• Tarefas:
- a) De acordo com o trecho sobre a canção “Ela desatinou”, em que ano a canção foi composta?
- b) Traduza para o inglês esta frase do trecho sobre a canção “Ela desatinou”: “A questão apresentava a letra da música “Ela desatinou” de Chico Buarque de Hollanda, composta, segundo informa a própria questão, em 1968.”
- c) Dê sequência ao trecho sobre a canção “Ela desatinou”, começando logo após a última frase apresentada.

• Trecho da página:
Ambiguidade e Polissemia Subordinação poesia e música

Ela desatinou

 

Ela desatinou

Viu chegar quarta-feira

Acabar brincadeira

Bandeiras se desmanchando

E ela inda está sambando

 

Ela desatinou

Viu morrer alegrias

Rasgar fantasias

Os dias sem sol raiando

E ela inda está sambando

 

Ela não vê que toda gente

Já está sofrendo normalmente

Toda a cidade anda esquecida

Da falsa vida da avenida onde

 

Ela desatinou

Viu chegar quarta-feira

Acabar brincadeira

Bandeiras se desmanchando

E ela inda está sambando

 

Ela desatinou

Viu morrer alegrias

Rasgar fantasias

Os dias sem sol raiando

E ela inda está sambando

Quem não inveja a infeliz

Feliz no seu mundo de cetim

Assim debochando

Da dor, do pecado

Do tempo perdido

Do jogo acabado

Chico Buargue de Hollanda, 1968.

a) Explique quais são os universos em oposição apresentados na letra da canção e exemplifique com dois versos.

b) Considerando a ambiguidade presente no verso "Os dias sem sol raiando", transforme a oração reduzida de gerúndio em duas possíveis orações desenvolvidas, contemplando os diferentes sentidos do verso.



Resolução

A questão apresentava a letra da música “Ela desatinou” de Chico Buarque de Hollanda, composta, segundo informa a própria questão, em 1968.

• Dados fornecidos:
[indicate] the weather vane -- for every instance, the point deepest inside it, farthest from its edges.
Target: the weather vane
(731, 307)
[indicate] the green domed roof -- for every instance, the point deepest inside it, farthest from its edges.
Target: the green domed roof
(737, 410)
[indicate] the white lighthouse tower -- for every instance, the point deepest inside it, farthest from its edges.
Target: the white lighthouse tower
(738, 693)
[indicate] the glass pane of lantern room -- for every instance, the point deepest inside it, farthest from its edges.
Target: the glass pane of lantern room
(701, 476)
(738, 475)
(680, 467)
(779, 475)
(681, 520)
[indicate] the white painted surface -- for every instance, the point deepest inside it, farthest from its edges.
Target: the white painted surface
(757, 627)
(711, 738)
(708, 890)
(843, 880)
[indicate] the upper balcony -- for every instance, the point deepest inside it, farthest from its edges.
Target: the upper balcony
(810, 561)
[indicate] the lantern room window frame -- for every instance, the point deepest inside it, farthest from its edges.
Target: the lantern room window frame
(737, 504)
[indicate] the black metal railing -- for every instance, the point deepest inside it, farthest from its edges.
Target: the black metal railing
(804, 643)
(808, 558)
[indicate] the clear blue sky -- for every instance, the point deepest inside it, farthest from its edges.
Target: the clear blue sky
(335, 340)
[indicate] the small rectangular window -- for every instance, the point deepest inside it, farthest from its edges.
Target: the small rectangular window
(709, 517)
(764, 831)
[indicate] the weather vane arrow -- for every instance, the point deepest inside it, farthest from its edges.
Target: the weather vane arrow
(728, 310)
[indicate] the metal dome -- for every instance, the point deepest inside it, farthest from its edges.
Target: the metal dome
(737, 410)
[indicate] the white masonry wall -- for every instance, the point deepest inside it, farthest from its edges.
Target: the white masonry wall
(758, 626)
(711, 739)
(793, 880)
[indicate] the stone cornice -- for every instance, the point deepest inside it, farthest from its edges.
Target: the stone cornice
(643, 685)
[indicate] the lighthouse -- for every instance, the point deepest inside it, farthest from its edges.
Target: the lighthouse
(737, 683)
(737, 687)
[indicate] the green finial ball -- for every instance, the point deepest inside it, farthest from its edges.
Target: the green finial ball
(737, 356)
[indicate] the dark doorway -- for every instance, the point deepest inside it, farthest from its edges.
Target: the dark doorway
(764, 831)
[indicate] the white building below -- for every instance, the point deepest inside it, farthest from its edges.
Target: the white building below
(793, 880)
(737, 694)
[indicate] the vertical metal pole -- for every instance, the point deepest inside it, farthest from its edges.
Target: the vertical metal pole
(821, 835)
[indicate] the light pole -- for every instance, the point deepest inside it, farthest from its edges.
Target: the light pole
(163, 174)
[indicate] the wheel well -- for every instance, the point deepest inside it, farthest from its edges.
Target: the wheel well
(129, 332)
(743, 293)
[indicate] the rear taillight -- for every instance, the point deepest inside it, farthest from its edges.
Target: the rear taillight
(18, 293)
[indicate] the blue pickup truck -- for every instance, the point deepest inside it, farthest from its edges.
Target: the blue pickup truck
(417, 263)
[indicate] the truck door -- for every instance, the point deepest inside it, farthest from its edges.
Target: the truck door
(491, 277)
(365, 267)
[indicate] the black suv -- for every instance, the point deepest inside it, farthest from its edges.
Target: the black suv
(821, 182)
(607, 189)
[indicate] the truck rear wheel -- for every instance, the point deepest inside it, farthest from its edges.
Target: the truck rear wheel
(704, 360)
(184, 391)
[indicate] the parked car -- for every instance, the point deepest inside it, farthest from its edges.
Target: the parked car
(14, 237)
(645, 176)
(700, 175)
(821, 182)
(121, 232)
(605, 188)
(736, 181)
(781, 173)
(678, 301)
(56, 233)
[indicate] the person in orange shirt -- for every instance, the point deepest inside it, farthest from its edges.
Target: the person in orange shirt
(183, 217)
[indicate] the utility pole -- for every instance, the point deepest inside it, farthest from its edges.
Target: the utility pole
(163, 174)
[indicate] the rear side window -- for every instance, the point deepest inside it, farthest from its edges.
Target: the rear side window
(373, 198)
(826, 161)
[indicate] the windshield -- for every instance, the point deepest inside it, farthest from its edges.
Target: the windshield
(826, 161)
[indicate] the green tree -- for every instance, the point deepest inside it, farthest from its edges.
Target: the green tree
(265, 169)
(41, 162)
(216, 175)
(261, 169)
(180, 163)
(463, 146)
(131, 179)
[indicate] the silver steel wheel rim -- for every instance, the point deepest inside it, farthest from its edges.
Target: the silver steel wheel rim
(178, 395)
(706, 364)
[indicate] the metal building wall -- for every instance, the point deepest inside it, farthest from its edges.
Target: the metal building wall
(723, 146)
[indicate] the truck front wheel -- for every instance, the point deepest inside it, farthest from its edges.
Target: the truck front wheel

• Resultados:
- a) Em 1968.

- b) The question presented the lyrics of the song “Ela desatinou” by Chico Buarque de Hollanda, composed, as the question itself states, in 1968.

- c)
a) Existem dois universos apresentados na letra. Um permeado pela fantasia, na qual se vivencia um mundo alegre e festivo, o qual é evocado pelos termos “brincadeira”, “sambando”, “alegrias”, “fantasias”, “sol raiando”, “feliz”, “mundo de cetim” e “jogo”, os quais remetem à presença do Carnaval, evento de festa e alegria, no qual os participantes se desprendem de obrigações e da realidade. Ele fica evidente pelo campo semântico suscitado pelos vocábulos anteriores e também pela marcação da quarta-feira como o momento que assinala o fim dessa festividade, numa referência à quarta-feira de Cinzas (data que marca o início do período da Quaresma e fim da festa do Carnaval). Podemos explicitar a presença desse universo no verso “E ela inda está sambando”, o qual marca a insistência da jovem em permanecer nesse âmbito lúdico, no desvario, o desatino evocado no título. Ele é anteposto à sua antítese - o outro universo - evocado pelos termos “desmanchando”, “morrer”, “rasgar”, “sofrendo”, “falsa vida da avenida”, “infeliz”, os quais marcam que as alegrias antes apresentadas foram terminadas e são apenas um “desatino”, a perda da razão da personagem retratada, uma fuga para um ludibriamento que não se constitui como real, como se pode explicitar nos versos “Da falsa vida da avenida onde” ou ainda “(toda gente) Já está sofrendo normalmente”. Por eles, pode-se notar a crítica do compositor ao comportamento alienado da personagem (e de “toda a cidade” que “anda esquecida”) em se deixar envolver pelas fantasias e não se atentar ao contexto vivido, da “falsa vida”, “da dor”, os quais podem remeter ao contexto político do ano de 1968, ano da promulgação do AI-5, que recrudesceu a ditadura militar no Brasil.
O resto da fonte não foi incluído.